[Natural-language object grounding data]
****

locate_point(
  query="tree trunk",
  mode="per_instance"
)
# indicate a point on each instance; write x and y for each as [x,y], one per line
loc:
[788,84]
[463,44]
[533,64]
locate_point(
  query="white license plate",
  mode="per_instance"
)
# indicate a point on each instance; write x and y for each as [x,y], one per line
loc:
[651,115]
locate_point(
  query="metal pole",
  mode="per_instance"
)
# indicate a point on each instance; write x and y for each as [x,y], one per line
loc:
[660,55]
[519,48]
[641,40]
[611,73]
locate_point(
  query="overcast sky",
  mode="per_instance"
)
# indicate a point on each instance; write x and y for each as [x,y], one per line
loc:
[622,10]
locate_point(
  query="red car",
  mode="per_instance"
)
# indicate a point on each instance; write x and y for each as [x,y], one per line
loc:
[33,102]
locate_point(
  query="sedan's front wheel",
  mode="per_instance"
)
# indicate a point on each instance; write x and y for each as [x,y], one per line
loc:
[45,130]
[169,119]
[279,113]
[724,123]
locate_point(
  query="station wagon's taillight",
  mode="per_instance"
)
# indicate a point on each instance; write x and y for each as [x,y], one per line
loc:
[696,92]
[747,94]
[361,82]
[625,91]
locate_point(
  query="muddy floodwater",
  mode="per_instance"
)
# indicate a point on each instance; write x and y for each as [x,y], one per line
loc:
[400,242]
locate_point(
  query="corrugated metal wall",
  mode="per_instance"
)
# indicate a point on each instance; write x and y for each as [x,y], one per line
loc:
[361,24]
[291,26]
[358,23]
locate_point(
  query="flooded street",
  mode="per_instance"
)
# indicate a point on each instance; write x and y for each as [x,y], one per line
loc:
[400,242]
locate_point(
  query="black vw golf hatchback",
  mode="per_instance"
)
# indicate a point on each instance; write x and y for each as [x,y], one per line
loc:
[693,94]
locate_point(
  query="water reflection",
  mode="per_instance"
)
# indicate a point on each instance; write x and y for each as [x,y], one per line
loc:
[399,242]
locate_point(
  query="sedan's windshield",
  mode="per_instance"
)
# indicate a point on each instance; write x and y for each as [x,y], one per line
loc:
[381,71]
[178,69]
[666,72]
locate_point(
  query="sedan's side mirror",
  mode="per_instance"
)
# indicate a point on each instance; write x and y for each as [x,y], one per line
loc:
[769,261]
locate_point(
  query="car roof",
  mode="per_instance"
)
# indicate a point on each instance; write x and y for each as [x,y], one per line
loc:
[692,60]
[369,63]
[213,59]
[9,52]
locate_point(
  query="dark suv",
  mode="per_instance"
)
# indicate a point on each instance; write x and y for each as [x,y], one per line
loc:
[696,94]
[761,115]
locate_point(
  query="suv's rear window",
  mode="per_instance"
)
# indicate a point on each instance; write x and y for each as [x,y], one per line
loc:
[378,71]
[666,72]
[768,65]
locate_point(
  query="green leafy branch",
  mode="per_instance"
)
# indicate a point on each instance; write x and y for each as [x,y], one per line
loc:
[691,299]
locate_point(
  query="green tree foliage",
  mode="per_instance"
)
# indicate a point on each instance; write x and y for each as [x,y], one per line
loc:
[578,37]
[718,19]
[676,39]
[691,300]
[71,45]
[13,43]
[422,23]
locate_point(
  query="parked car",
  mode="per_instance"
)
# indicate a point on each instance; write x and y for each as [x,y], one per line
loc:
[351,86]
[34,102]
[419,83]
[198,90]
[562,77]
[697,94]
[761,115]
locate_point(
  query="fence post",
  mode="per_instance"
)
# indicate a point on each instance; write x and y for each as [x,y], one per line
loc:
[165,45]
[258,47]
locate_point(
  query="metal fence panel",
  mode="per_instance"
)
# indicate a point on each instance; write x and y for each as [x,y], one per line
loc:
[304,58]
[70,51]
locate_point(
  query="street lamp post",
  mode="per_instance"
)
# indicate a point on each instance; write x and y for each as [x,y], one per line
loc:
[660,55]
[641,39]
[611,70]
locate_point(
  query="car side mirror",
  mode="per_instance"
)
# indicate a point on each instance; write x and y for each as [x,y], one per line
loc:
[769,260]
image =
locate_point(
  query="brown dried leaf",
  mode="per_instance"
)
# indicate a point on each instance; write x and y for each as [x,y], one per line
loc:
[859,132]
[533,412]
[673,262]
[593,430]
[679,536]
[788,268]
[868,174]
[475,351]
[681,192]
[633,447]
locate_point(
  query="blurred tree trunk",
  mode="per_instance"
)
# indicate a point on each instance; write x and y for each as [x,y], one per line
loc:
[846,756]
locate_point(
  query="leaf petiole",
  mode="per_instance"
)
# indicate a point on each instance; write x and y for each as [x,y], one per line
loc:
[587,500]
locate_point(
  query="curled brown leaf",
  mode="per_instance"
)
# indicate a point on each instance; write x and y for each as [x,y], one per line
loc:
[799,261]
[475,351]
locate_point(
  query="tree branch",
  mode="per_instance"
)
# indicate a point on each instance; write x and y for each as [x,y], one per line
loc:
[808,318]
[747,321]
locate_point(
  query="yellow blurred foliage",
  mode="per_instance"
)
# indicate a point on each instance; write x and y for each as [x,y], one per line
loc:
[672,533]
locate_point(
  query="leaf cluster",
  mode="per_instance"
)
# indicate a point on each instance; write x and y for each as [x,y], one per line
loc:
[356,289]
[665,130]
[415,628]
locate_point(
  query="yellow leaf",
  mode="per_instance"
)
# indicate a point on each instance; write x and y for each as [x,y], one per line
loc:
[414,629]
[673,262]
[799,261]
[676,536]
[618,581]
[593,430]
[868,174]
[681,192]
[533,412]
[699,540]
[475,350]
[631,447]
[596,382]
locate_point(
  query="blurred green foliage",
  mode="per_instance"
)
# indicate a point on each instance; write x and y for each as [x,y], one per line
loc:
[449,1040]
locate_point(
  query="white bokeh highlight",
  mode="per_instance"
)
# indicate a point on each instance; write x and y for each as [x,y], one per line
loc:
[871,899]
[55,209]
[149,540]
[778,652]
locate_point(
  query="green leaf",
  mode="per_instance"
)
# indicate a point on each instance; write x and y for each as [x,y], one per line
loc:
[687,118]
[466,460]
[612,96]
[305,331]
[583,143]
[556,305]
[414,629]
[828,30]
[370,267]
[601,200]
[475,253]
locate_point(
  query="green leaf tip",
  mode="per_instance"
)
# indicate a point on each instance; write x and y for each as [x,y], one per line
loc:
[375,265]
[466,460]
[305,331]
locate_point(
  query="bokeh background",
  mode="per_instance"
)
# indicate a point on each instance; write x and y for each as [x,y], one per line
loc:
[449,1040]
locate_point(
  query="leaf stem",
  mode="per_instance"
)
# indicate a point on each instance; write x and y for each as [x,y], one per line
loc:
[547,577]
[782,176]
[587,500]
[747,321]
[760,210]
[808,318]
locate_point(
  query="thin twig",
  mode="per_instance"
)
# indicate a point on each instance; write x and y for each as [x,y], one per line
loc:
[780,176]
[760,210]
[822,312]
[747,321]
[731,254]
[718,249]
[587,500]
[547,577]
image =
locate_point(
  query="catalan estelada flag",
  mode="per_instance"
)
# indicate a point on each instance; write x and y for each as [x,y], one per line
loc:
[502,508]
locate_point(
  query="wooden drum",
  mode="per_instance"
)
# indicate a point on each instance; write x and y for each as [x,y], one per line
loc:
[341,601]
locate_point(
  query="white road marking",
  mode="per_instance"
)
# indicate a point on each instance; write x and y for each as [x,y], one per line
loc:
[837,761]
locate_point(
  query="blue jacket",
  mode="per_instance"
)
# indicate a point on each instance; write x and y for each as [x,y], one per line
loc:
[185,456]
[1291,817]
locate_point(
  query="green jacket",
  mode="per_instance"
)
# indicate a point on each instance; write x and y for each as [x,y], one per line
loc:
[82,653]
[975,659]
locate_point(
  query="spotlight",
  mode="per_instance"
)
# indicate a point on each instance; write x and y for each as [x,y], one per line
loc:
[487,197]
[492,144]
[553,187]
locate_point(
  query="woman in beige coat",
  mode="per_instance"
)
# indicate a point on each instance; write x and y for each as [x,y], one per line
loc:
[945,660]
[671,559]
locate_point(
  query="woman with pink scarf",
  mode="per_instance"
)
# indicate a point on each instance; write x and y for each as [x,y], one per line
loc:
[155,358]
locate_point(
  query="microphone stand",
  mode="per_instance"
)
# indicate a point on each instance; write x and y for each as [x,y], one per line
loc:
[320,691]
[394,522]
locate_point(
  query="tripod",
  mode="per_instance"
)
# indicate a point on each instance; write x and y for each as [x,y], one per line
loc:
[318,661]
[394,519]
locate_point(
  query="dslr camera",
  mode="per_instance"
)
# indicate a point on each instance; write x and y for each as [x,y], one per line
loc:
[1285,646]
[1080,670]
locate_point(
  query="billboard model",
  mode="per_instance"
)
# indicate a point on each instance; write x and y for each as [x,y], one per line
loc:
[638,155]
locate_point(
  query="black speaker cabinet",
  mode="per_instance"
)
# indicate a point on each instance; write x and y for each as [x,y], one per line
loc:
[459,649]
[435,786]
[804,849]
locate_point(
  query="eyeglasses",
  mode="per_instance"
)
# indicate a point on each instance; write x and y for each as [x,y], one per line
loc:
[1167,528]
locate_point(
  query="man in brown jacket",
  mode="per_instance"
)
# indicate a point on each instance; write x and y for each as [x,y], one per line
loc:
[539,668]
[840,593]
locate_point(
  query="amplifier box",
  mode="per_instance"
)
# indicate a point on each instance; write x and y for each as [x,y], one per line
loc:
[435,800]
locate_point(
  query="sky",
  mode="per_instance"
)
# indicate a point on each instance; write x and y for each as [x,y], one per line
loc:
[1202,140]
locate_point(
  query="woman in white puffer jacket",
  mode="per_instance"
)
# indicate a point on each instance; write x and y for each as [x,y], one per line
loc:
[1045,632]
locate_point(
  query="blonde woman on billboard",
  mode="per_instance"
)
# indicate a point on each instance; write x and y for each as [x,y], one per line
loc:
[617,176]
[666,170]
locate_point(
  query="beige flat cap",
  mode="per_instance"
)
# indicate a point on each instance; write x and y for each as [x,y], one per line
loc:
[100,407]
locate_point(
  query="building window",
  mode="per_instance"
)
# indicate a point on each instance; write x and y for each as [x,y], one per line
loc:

****

EXERCISE GOAL = Each line in the data that holds the string "side" needs to be copied.

RESULT =
  query="sedan's side mirror",
  query="car side mirror",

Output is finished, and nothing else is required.